*YOUR INSTRUCTIONS:* Select the lines of the records containing the word "grassy" and list them.

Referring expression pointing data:

* * * * * * * * *

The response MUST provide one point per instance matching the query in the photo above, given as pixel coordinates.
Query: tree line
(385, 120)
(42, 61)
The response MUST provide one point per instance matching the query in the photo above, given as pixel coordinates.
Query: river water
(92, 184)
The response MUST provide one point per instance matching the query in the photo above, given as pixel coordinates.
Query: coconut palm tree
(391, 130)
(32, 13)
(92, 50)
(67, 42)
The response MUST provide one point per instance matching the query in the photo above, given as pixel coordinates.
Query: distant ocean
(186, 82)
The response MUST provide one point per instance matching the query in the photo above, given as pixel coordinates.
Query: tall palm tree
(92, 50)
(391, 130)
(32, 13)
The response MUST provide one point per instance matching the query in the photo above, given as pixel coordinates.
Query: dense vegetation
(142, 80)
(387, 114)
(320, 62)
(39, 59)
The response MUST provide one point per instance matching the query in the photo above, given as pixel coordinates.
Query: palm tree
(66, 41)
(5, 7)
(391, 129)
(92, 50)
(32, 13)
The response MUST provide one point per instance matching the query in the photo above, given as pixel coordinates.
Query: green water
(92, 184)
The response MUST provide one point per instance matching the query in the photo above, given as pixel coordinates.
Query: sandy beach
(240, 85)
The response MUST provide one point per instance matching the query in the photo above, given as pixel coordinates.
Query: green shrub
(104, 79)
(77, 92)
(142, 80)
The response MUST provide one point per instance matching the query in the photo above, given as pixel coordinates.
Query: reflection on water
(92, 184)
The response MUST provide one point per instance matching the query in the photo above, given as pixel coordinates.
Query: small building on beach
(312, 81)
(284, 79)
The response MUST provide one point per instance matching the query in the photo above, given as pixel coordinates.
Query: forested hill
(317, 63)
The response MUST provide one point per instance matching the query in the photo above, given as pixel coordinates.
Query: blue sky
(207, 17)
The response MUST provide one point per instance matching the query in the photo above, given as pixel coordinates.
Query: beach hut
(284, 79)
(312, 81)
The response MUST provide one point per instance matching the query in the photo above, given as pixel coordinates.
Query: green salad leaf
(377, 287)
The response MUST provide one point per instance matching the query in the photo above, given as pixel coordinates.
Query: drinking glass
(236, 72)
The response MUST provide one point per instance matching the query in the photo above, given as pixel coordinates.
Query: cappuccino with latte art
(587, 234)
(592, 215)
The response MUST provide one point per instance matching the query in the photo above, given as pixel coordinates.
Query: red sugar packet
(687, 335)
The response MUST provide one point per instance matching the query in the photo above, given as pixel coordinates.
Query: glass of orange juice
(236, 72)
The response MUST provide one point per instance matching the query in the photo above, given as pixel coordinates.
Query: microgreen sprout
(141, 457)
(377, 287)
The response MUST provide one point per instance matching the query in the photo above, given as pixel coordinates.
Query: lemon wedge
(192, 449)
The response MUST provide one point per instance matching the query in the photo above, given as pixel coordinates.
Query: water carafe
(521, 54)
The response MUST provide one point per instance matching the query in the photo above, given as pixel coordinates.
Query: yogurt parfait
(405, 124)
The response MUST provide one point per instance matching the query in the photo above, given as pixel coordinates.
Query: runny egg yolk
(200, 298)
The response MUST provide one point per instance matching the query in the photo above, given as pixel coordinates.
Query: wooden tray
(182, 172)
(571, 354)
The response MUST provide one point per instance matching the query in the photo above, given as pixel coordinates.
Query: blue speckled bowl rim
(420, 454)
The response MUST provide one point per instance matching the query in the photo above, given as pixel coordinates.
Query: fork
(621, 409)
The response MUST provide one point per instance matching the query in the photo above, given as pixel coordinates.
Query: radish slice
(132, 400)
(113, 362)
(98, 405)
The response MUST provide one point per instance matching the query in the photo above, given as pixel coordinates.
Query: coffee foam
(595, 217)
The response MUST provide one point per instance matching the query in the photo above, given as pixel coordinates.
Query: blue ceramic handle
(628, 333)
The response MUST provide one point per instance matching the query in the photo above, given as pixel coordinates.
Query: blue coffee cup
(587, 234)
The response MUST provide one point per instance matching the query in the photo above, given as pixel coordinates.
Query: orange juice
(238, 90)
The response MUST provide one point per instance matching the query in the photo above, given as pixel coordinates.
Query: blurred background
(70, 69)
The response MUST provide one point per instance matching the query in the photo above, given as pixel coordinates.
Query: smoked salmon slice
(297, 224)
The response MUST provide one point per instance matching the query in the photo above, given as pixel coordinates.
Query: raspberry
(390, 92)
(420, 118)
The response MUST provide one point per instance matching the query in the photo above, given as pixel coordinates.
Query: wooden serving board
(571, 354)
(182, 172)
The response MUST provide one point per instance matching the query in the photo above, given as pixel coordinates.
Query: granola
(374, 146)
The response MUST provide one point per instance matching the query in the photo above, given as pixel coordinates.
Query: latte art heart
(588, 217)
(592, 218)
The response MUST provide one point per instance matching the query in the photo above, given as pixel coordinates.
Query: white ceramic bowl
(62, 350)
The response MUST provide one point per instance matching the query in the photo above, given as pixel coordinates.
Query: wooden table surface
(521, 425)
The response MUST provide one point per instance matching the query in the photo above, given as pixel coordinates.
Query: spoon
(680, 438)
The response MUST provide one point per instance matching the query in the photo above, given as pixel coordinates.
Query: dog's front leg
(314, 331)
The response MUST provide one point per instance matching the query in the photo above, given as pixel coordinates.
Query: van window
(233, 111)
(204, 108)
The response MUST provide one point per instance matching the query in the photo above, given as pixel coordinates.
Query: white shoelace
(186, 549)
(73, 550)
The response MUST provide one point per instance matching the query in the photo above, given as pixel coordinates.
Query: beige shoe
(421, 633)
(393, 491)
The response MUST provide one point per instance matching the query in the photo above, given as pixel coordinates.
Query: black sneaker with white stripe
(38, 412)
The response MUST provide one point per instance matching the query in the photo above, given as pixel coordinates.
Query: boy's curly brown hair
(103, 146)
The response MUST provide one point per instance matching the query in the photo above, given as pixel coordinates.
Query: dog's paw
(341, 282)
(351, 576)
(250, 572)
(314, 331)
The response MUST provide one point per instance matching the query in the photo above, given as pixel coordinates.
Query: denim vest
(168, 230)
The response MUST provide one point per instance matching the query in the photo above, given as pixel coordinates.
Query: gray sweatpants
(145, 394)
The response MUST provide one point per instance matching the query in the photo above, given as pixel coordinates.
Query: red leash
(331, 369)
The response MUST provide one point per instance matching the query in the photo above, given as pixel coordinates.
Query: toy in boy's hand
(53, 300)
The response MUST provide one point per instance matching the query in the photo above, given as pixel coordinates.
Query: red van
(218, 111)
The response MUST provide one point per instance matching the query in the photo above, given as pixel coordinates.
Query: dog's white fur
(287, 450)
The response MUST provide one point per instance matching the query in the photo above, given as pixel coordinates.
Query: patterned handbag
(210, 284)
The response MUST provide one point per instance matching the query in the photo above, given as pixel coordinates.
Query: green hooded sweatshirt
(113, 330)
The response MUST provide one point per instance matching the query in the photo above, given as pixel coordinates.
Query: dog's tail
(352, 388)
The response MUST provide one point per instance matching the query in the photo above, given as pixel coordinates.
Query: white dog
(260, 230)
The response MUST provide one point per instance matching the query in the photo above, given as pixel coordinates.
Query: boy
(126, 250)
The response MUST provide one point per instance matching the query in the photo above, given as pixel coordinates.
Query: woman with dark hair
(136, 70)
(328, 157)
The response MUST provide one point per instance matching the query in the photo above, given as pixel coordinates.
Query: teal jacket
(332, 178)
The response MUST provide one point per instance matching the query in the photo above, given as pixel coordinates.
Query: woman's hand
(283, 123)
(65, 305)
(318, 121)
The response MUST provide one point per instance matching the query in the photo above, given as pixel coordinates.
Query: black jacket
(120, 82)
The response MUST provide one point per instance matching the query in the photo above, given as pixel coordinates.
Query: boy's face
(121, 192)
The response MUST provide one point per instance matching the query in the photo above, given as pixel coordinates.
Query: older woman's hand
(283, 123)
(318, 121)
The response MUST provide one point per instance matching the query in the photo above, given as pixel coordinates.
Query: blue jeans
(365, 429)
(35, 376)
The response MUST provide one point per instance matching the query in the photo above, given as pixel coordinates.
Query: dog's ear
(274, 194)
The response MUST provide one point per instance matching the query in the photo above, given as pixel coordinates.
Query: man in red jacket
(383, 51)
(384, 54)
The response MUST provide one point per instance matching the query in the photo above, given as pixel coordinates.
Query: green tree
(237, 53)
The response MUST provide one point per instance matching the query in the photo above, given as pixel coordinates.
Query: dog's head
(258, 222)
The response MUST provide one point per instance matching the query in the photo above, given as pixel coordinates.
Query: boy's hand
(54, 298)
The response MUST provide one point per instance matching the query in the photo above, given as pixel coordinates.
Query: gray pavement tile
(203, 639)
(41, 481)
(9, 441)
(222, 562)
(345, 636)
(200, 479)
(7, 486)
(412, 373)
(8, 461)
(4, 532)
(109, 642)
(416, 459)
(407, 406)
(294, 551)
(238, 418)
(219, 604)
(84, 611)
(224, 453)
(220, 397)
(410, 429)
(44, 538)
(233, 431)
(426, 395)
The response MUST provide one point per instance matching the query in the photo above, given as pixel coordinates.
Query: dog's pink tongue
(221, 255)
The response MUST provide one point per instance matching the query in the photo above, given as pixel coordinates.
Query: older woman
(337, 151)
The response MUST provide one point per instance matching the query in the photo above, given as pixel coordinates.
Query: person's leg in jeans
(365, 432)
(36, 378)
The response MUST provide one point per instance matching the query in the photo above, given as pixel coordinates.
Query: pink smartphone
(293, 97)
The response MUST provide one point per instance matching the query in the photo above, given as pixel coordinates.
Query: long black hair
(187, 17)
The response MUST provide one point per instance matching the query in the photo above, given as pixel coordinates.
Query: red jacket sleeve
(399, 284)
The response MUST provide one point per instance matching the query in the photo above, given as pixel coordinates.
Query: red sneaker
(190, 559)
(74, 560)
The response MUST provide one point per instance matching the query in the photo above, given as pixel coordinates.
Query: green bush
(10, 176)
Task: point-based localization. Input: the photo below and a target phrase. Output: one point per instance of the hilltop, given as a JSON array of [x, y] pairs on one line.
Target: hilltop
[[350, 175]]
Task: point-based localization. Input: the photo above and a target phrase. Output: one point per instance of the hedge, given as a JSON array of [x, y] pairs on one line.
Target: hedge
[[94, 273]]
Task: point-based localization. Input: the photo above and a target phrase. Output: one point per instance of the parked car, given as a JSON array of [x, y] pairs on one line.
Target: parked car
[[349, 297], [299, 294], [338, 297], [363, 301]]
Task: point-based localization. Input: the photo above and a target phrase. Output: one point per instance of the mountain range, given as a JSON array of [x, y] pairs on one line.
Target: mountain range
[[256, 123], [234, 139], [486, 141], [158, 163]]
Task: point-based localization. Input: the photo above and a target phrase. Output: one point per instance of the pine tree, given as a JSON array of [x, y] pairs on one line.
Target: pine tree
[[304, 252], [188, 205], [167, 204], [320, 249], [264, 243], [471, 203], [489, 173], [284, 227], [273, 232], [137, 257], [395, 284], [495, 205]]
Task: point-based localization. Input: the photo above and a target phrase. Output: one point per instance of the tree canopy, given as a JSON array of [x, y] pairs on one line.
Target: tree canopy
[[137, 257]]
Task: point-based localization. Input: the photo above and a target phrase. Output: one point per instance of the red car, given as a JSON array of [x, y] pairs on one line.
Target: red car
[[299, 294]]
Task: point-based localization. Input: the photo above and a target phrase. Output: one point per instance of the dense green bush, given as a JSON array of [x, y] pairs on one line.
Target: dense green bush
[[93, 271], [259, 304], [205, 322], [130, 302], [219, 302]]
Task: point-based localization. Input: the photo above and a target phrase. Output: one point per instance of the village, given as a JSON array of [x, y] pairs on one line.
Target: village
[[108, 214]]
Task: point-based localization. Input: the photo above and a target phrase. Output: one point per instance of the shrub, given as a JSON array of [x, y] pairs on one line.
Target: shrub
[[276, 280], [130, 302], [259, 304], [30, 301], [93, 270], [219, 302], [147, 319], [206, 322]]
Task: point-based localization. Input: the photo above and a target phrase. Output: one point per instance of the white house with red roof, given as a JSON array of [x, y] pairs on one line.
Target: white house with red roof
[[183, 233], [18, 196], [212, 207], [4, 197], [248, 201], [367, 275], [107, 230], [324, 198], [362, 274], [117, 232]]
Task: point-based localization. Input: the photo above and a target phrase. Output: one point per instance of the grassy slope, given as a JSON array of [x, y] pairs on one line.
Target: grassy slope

* * * * * * * * *

*RESPONSE:*
Task: point-based localization. Input: the photo above and a target phrase. Output: one point per instance of the grassy slope, given as a JSON array of [x, y] pairs on one line.
Target: grassy slope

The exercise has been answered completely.